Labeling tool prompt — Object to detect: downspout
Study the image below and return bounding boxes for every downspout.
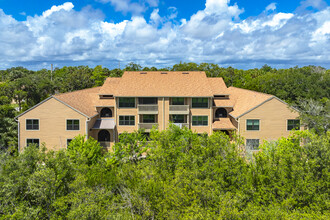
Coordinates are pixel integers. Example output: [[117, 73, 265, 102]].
[[15, 118, 20, 152], [163, 97, 165, 130], [86, 118, 90, 139]]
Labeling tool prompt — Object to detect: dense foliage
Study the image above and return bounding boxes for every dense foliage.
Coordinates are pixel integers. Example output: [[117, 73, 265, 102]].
[[0, 127, 329, 219]]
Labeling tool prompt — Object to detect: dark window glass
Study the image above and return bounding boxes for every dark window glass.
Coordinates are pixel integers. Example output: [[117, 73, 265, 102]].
[[119, 98, 135, 108], [100, 108, 112, 117], [288, 120, 300, 130], [171, 98, 185, 105], [246, 139, 260, 150], [142, 115, 156, 123], [192, 116, 208, 126], [67, 120, 79, 130], [246, 120, 259, 130], [192, 98, 208, 108], [27, 139, 39, 147], [98, 130, 111, 142], [139, 98, 157, 105], [215, 108, 227, 118], [119, 116, 135, 125], [171, 115, 185, 123], [26, 119, 39, 130], [67, 139, 73, 146]]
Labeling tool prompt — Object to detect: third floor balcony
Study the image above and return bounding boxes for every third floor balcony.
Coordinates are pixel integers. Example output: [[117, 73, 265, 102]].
[[169, 105, 189, 114]]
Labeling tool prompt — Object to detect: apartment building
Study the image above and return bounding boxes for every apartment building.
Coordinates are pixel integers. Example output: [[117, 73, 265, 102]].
[[16, 71, 302, 151]]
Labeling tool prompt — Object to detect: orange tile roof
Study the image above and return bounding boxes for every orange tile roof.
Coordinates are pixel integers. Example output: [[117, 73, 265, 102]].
[[213, 99, 235, 107], [212, 118, 237, 130], [208, 78, 228, 95], [228, 87, 273, 119], [99, 71, 223, 97], [54, 87, 101, 117]]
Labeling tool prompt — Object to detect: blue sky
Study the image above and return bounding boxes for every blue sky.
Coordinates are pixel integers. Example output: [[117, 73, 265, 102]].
[[0, 0, 329, 70]]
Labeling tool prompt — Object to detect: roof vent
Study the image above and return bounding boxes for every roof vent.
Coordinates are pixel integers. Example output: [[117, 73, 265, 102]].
[[182, 72, 189, 74], [140, 72, 147, 74], [161, 72, 167, 74]]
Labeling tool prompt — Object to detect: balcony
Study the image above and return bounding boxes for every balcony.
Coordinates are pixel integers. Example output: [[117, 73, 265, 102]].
[[138, 104, 158, 114], [169, 105, 189, 114], [99, 141, 110, 148], [138, 123, 158, 131], [173, 123, 189, 129]]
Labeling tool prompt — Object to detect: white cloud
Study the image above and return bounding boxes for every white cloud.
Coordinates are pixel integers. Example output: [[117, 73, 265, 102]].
[[98, 0, 158, 15], [266, 3, 277, 12], [42, 2, 74, 17], [0, 0, 329, 69]]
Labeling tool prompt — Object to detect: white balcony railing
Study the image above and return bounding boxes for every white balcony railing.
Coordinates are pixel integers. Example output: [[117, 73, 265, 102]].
[[138, 104, 158, 114], [169, 105, 189, 114], [138, 123, 158, 130], [99, 141, 110, 148], [173, 123, 189, 128]]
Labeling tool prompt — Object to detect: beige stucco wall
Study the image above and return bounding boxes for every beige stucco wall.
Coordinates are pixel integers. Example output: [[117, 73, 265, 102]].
[[116, 98, 138, 134], [239, 97, 302, 144], [19, 98, 87, 151], [190, 98, 212, 134]]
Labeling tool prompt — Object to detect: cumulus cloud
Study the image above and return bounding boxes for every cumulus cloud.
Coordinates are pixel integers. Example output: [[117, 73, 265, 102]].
[[0, 0, 329, 69], [98, 0, 158, 15], [265, 3, 277, 12]]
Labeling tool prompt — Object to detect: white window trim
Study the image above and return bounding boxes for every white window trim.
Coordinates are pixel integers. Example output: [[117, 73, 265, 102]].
[[286, 119, 300, 131], [26, 119, 40, 131], [191, 115, 209, 126], [66, 119, 80, 131], [117, 97, 137, 109], [246, 139, 260, 151], [191, 97, 209, 109], [118, 115, 135, 126], [246, 119, 260, 131], [26, 138, 40, 146]]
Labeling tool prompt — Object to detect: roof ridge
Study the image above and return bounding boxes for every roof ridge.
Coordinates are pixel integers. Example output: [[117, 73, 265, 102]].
[[54, 86, 101, 97], [229, 86, 272, 96]]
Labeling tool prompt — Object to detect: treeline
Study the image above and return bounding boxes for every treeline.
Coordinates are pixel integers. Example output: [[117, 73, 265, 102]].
[[0, 63, 329, 150], [0, 127, 329, 219]]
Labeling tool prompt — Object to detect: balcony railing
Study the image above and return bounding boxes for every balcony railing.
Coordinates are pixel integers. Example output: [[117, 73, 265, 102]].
[[138, 123, 158, 131], [169, 105, 189, 114], [138, 104, 158, 114], [99, 141, 110, 148], [173, 123, 189, 128]]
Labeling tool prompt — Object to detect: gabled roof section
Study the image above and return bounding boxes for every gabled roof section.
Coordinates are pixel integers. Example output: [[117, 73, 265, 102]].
[[54, 87, 101, 117], [228, 87, 273, 119], [208, 77, 228, 95], [212, 118, 237, 130], [99, 71, 218, 97]]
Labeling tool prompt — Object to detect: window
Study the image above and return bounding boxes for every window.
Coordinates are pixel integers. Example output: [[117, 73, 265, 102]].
[[170, 115, 185, 123], [138, 98, 157, 105], [27, 139, 39, 147], [67, 139, 73, 146], [67, 120, 79, 130], [215, 108, 227, 118], [246, 139, 260, 150], [98, 130, 111, 142], [287, 119, 300, 130], [192, 98, 208, 108], [192, 116, 208, 126], [246, 119, 259, 131], [171, 98, 184, 105], [100, 108, 112, 117], [119, 98, 135, 108], [119, 116, 135, 126], [26, 119, 39, 130], [141, 115, 157, 123]]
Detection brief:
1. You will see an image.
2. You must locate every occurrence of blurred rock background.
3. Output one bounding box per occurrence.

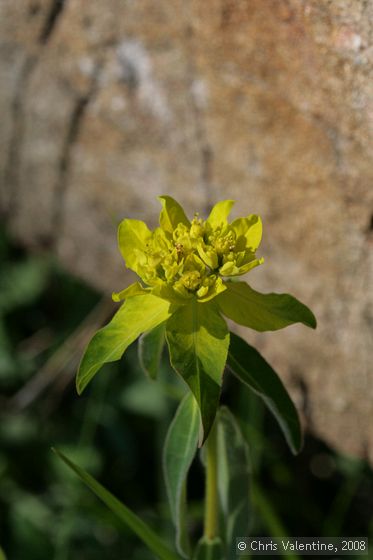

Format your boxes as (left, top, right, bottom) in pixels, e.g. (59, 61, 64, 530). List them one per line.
(0, 0, 372, 467)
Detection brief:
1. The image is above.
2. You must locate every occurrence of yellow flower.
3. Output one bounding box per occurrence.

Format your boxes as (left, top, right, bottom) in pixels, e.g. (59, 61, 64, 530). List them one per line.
(113, 196, 264, 304)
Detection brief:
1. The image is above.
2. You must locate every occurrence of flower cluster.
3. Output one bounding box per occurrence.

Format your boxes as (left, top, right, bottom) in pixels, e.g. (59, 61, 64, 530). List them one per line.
(114, 196, 264, 303)
(77, 194, 316, 447)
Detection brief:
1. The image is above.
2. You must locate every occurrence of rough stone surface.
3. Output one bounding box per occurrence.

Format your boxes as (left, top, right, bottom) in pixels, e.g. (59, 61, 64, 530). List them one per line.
(1, 1, 372, 462)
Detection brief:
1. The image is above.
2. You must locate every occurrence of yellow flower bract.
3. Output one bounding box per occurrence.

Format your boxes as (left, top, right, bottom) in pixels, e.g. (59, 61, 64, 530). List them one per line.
(114, 196, 264, 304)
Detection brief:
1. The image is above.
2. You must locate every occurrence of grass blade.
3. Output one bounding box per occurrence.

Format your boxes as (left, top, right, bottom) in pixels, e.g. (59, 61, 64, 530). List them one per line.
(52, 448, 181, 560)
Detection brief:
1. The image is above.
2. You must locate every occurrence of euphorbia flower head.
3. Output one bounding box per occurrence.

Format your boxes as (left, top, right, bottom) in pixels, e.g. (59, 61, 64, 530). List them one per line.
(114, 196, 264, 304)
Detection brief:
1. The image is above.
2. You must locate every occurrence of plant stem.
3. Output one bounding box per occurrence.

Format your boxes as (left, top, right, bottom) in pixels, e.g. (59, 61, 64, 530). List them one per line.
(204, 422, 219, 540)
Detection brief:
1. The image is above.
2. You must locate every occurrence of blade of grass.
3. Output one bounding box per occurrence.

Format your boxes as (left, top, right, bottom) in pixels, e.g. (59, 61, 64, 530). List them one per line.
(52, 448, 181, 560)
(252, 483, 300, 560)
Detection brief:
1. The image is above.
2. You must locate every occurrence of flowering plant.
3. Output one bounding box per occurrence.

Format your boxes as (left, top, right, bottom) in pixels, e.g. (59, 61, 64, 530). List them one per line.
(56, 196, 316, 560)
(77, 196, 315, 442)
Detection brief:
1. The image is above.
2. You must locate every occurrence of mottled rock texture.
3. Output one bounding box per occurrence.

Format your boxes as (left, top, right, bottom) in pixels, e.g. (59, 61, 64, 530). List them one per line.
(1, 1, 372, 462)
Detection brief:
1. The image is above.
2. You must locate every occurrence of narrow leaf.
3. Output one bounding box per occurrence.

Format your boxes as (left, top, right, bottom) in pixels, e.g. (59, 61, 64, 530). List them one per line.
(217, 282, 316, 332)
(252, 484, 301, 560)
(138, 322, 166, 380)
(163, 392, 200, 557)
(227, 333, 302, 454)
(77, 294, 172, 394)
(165, 301, 229, 443)
(0, 546, 7, 560)
(193, 537, 224, 560)
(216, 407, 251, 559)
(52, 449, 181, 560)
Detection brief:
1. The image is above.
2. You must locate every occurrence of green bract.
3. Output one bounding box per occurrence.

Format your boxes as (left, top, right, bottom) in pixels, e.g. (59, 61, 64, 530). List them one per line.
(77, 195, 316, 442)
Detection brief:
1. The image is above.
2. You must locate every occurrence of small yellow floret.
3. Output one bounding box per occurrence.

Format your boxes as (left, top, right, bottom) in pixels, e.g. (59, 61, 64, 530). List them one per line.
(181, 270, 202, 291)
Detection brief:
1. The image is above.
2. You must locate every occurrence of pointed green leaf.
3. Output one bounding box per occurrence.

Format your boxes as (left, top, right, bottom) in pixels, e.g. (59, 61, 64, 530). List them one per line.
(52, 449, 181, 560)
(118, 218, 152, 276)
(217, 282, 316, 332)
(193, 537, 224, 560)
(77, 294, 172, 394)
(163, 392, 200, 557)
(227, 333, 302, 453)
(138, 322, 166, 380)
(0, 546, 7, 560)
(216, 407, 251, 558)
(165, 301, 229, 443)
(206, 200, 235, 229)
(158, 195, 190, 233)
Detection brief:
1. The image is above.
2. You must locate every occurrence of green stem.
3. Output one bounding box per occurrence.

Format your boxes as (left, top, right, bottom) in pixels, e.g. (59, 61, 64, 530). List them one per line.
(204, 422, 219, 540)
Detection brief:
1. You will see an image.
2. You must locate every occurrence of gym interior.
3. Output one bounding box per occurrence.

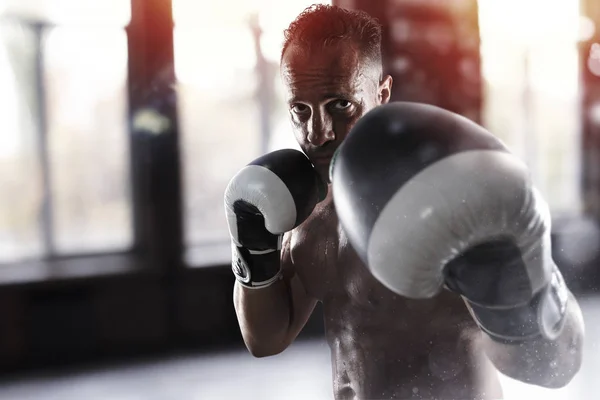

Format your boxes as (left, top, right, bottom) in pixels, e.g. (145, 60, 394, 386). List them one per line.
(1, 0, 600, 399)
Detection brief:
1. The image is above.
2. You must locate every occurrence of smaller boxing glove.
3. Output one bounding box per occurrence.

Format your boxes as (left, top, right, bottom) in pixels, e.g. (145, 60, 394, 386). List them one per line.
(225, 149, 326, 288)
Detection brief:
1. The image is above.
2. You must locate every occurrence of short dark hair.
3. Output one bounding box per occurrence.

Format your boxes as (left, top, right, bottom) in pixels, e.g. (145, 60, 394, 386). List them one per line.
(281, 4, 382, 69)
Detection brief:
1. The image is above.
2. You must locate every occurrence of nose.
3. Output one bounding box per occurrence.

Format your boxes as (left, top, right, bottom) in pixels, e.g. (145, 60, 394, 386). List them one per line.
(307, 112, 335, 147)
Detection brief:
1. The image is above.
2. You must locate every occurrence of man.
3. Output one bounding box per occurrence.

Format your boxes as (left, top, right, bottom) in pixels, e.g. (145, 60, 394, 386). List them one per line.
(224, 5, 584, 399)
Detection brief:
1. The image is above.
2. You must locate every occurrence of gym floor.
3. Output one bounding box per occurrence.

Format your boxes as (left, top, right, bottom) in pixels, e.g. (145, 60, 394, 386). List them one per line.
(0, 295, 597, 400)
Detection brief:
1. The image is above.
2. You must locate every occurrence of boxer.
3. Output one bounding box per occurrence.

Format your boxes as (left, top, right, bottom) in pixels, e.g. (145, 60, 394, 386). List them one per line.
(224, 5, 584, 399)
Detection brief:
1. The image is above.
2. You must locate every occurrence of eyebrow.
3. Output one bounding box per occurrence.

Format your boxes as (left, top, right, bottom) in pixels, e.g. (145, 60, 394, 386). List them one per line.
(288, 93, 354, 105)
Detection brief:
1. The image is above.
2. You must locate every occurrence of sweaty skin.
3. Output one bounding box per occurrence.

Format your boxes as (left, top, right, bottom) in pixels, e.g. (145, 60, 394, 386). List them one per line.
(277, 42, 503, 399)
(288, 190, 503, 399)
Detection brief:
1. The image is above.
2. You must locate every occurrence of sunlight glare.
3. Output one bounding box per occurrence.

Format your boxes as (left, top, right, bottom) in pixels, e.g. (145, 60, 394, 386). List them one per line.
(0, 32, 20, 159)
(478, 0, 580, 96)
(172, 0, 331, 86)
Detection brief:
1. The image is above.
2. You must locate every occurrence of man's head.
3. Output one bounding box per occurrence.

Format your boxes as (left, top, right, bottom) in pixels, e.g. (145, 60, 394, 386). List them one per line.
(280, 4, 393, 182)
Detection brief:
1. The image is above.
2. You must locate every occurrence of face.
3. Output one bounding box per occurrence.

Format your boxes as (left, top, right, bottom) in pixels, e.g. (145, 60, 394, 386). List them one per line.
(281, 42, 392, 182)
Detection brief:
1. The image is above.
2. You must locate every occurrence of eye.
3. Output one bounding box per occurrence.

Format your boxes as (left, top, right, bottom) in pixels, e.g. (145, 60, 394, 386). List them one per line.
(330, 99, 353, 112)
(291, 104, 310, 115)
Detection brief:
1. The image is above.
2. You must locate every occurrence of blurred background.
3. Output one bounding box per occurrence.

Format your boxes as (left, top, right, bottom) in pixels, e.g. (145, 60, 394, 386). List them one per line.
(0, 0, 599, 398)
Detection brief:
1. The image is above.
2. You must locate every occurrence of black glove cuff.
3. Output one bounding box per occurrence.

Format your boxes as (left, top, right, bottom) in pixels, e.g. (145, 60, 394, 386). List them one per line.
(231, 245, 283, 289)
(467, 266, 569, 344)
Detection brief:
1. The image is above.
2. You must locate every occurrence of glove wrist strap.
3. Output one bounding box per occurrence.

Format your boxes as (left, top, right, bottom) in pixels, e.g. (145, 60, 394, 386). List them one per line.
(467, 266, 569, 344)
(231, 242, 283, 289)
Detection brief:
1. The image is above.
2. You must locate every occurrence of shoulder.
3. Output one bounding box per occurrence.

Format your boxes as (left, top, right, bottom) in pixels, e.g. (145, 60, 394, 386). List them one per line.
(281, 202, 338, 259)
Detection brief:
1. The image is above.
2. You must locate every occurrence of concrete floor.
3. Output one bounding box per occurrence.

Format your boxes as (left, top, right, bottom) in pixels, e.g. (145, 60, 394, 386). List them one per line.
(0, 295, 599, 400)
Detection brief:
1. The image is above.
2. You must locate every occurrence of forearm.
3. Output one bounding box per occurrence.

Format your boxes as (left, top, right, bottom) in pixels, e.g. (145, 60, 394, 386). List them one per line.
(233, 278, 292, 356)
(480, 291, 584, 388)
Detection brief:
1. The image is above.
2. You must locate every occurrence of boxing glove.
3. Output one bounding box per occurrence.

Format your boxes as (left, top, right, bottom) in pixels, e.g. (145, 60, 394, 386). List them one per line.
(225, 149, 326, 288)
(330, 102, 569, 343)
□ □ □ □
▶ _Aim of the task_:
Which lines in the material above include the string "green"? Pull them out.

▶ _Solution_:
2. You must locate every occurrence of green bract.
2. You must locate every occurrence of pointed green leaf.
2. You must locate every occurrence of green stem.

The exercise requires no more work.